=== Dataset extract ===

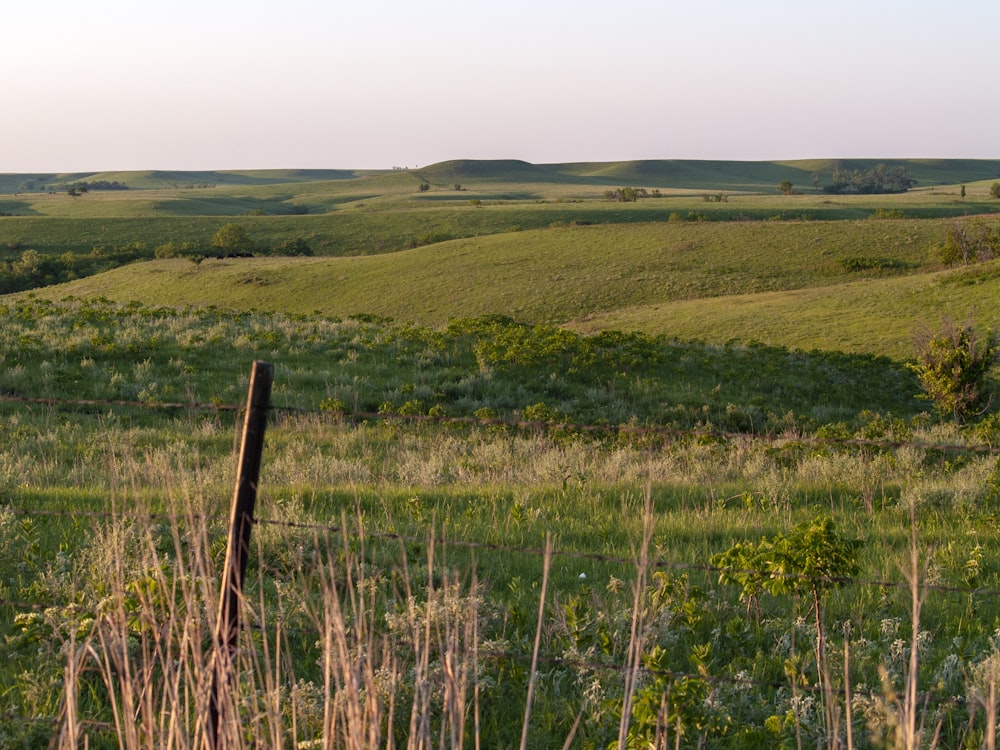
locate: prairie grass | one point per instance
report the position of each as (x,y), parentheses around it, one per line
(395,587)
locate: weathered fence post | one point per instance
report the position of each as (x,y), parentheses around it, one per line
(227,629)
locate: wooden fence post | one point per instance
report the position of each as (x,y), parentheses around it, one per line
(227,629)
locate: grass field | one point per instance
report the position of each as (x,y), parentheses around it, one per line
(703,406)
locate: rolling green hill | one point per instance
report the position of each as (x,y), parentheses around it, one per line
(661,173)
(779,283)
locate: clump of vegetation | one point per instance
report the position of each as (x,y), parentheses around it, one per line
(627,194)
(970,242)
(880,179)
(953,365)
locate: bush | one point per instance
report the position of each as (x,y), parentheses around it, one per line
(952,366)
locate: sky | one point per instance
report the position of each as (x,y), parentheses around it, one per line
(98,85)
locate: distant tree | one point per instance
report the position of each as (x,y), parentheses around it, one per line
(233,238)
(952,366)
(877,180)
(292,247)
(626,194)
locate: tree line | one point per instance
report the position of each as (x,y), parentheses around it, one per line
(879,179)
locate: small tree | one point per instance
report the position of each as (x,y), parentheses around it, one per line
(952,366)
(233,238)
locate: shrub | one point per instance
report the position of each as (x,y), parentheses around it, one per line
(952,366)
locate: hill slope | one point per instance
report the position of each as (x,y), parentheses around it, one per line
(779,283)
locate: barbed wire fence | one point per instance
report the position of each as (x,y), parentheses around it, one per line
(318,529)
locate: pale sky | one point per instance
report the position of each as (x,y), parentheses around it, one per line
(93,85)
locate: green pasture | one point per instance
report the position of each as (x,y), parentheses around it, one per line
(783,283)
(462,372)
(392,478)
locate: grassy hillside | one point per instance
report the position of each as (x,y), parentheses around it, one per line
(663,173)
(784,283)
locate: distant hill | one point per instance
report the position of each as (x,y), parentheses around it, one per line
(161,179)
(493,170)
(651,173)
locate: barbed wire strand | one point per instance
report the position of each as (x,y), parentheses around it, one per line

===

Work order: Please repeat the entries exactly. Do not include the pictures.

Your solution:
locate: prairie grass | one point per instance
report the position of each as (x,y), parentheses around it, one per line
(395,587)
locate: weathered fence post | one point per instance
report the position of each as (x,y), parentheses around it, one per line
(227,629)
locate: wooden fence post | one point per instance
report the position of each as (x,y), parentheses around it, one per line
(227,629)
locate: grass field | one point per instance
report the position of each as (x,y), parentheses around it, one per line
(703,406)
locate: rolling green hill | one point per instance
report the position of each as (x,y), parentheses around it, one per line
(661,173)
(779,283)
locate: clump of vegetation | one point per instance
report the position of each as (x,y), parentheses around it, one per line
(627,194)
(970,242)
(880,179)
(953,365)
locate: bush | one point per instance
report the position of each as (x,y), parentheses around it, one per line
(952,366)
locate: sky | one point per instance
report the position of each as (x,y), parentheses around it, one per line
(98,85)
locate: distant tree | one point per instance
report the position of each as (x,y), parentheses around it, one per line
(233,238)
(952,366)
(877,180)
(292,247)
(626,194)
locate: tree line | one point per instance
report the position of each as (x,y), parentheses around it, one per line
(879,179)
locate: small tree | one point per instance
report the position of each as (x,y), parentheses around it, one per line
(952,366)
(233,238)
locate: shrub | one point per instance
report the position of each as (x,y), parentheses around it, one per line
(952,366)
locate: hill slope | one point per instance
report the position of each as (x,y), parentheses around it, one per line
(779,283)
locate: barbed wire fence | one point per instance
report the position of each as (x,y), parentheses around it, one per line
(318,529)
locate: pale sky | one point per instance
report the position of each as (x,y), parentheses around it, one per line
(93,85)
locate: green pasture | one point per instance
report the position of each as (x,y), parentheses around it, one per line
(783,283)
(462,372)
(392,478)
locate: grassy hillside | one point per instance
report the position of each as (x,y), parentheses around it, one per line
(663,173)
(784,283)
locate: distant hill | one point per instance
report the position of each as (x,y), parentheses around it, one per line
(161,179)
(493,170)
(651,173)
locate: barbed wire strand | one point per instance
report the position of each as (x,y), parentheses around it, one per line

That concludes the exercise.